* [Exercise description]:
Express every row below as a JSON array of strings, one string per line, omitting blank lines.

* [Data records]:
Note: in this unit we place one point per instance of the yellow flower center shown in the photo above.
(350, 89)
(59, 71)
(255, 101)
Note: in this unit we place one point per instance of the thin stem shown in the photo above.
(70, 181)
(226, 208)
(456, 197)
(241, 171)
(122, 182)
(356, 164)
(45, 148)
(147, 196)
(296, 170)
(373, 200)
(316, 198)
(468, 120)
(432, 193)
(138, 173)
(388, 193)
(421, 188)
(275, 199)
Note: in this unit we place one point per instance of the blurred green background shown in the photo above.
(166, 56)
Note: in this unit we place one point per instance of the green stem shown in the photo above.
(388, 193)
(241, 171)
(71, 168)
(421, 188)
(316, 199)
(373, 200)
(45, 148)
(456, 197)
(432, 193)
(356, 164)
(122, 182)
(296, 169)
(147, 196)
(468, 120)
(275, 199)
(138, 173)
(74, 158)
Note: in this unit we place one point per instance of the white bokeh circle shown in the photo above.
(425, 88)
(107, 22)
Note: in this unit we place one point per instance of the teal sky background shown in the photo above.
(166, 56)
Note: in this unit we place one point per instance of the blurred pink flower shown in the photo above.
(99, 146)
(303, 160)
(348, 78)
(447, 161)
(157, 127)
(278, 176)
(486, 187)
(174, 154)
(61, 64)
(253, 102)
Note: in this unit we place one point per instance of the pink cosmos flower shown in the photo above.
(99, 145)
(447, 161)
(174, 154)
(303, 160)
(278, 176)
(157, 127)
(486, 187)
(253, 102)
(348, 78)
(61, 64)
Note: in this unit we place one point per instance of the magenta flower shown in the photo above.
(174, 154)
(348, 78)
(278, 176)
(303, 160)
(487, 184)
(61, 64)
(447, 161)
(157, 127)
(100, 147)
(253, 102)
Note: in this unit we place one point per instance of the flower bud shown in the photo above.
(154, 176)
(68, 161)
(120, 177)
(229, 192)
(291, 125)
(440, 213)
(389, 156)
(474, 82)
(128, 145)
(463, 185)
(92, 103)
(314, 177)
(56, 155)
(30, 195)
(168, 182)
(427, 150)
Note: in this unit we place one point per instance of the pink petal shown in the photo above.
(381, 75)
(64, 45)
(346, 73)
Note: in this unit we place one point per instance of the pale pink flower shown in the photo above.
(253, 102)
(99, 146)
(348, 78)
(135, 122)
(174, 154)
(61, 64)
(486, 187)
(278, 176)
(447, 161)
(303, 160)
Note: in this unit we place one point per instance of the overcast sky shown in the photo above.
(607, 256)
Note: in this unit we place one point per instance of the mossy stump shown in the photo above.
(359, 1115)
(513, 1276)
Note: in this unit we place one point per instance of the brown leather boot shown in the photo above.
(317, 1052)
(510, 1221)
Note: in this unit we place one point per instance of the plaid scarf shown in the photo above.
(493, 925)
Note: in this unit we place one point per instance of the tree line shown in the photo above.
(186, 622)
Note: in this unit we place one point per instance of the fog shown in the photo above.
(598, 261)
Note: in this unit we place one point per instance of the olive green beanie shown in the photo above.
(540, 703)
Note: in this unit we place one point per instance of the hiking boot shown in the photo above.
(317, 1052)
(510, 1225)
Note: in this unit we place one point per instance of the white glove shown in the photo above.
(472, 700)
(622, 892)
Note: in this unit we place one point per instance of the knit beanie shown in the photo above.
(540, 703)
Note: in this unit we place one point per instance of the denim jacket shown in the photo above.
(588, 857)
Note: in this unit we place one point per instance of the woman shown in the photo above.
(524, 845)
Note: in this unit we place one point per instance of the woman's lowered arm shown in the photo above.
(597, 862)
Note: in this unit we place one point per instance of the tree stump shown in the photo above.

* [The answer]:
[
  "Note: in this unit we place one point per instance of the yellow flower center shown in the photo above.",
  "(350, 89)",
  "(59, 71)",
  "(255, 101)",
  "Note: in this unit we place one point per instance of the thin stem shown in the photo above.",
  "(70, 181)",
  "(226, 208)",
  "(456, 197)",
  "(241, 171)",
  "(122, 182)",
  "(356, 164)",
  "(45, 148)",
  "(147, 196)",
  "(296, 170)",
  "(373, 200)",
  "(316, 198)",
  "(468, 120)",
  "(432, 193)",
  "(138, 173)",
  "(388, 193)",
  "(421, 188)",
  "(275, 199)",
  "Note: in this unit we place one point per instance of the blurred green background shown in the photo above.",
  "(166, 56)",
  "Note: in this unit we place one point per instance of the green stem shown in the photo above.",
  "(388, 193)",
  "(241, 171)",
  "(71, 168)",
  "(421, 188)",
  "(316, 199)",
  "(373, 200)",
  "(45, 148)",
  "(456, 197)",
  "(432, 193)",
  "(356, 164)",
  "(122, 182)",
  "(296, 169)",
  "(147, 196)",
  "(468, 120)",
  "(275, 199)",
  "(138, 173)",
  "(74, 158)",
  "Note: in this unit we place one point per instance of the white bokeh circle shown in the photo above.",
  "(425, 88)",
  "(107, 22)",
  "Note: in this unit we place one point per instance of the teal sky background shown in the photo above.",
  "(166, 56)",
  "Note: in this unit we place one point per instance of the blurred pink flower shown in the photo above.",
  "(99, 146)",
  "(303, 160)",
  "(348, 78)",
  "(447, 161)",
  "(157, 127)",
  "(278, 176)",
  "(486, 187)",
  "(174, 154)",
  "(61, 64)",
  "(253, 102)",
  "Note: in this unit we place one point per instance of the pink cosmos flower shown in the photo above.",
  "(99, 145)",
  "(447, 161)",
  "(174, 154)",
  "(303, 160)",
  "(278, 176)",
  "(157, 127)",
  "(486, 187)",
  "(253, 102)",
  "(348, 78)",
  "(61, 64)",
  "Note: in this unit we place one point per instance of the magenta flower shown in the photo above.",
  "(174, 154)",
  "(348, 78)",
  "(278, 176)",
  "(303, 160)",
  "(487, 184)",
  "(61, 64)",
  "(447, 161)",
  "(157, 127)",
  "(100, 147)",
  "(253, 102)",
  "Note: in this unit we place one point per instance of the flower bud shown in the photo above.",
  "(154, 176)",
  "(68, 161)",
  "(120, 177)",
  "(229, 192)",
  "(291, 125)",
  "(440, 213)",
  "(389, 156)",
  "(474, 82)",
  "(128, 145)",
  "(463, 185)",
  "(92, 103)",
  "(314, 177)",
  "(56, 155)",
  "(30, 195)",
  "(168, 182)",
  "(427, 150)",
  "Note: in this unit we place one point per instance of the pink petal shown in the photo above.",
  "(381, 75)",
  "(64, 45)",
  "(346, 73)",
  "Note: in this unit we place one point per instance of the pale pink flower shown in the photo above.",
  "(253, 102)",
  "(99, 146)",
  "(348, 78)",
  "(135, 122)",
  "(174, 154)",
  "(61, 64)",
  "(486, 187)",
  "(278, 176)",
  "(447, 161)",
  "(303, 160)",
  "Note: in this unit we place one point per instance of the overcast sky shown in the photo above.",
  "(607, 256)",
  "Note: in this unit we place one point per instance of the mossy stump shown in the photo above.",
  "(359, 1115)",
  "(513, 1276)",
  "Note: in this unit we place one point per instance of the brown leather boot shown in the photo above.",
  "(317, 1052)",
  "(510, 1221)",
  "Note: in this unit we place one point per instance of the plaid scarf shown in the photo above.",
  "(493, 925)",
  "Note: in this unit we place one point per instance of the tree line shown in the photo above.",
  "(186, 622)",
  "Note: in this unit we place one point per instance of the fog shown in the photo above.",
  "(598, 261)",
  "Note: in this unit we place one point per instance of the olive green beanie shown in the photo above.",
  "(540, 703)",
  "Note: in this unit we place one point per instance of the hiking boot shown in the photo above.",
  "(317, 1052)",
  "(510, 1225)",
  "Note: in this unit we place one point per instance of the white glove shown in the photo above.",
  "(472, 700)",
  "(622, 892)",
  "Note: in this unit we place one point per instance of the knit beanie shown in the photo above.",
  "(540, 703)",
  "Note: in this unit we place one point per instance of the denim jacket shown in the photo above.",
  "(588, 857)",
  "Note: in this unit we place one point per instance of the woman shown in the photo above.",
  "(524, 845)",
  "Note: in this unit we place one point per instance of the woman's lowered arm shown in the photo above.",
  "(597, 862)",
  "Note: in this unit we place one point per instance of the tree stump shown in the photo above."
]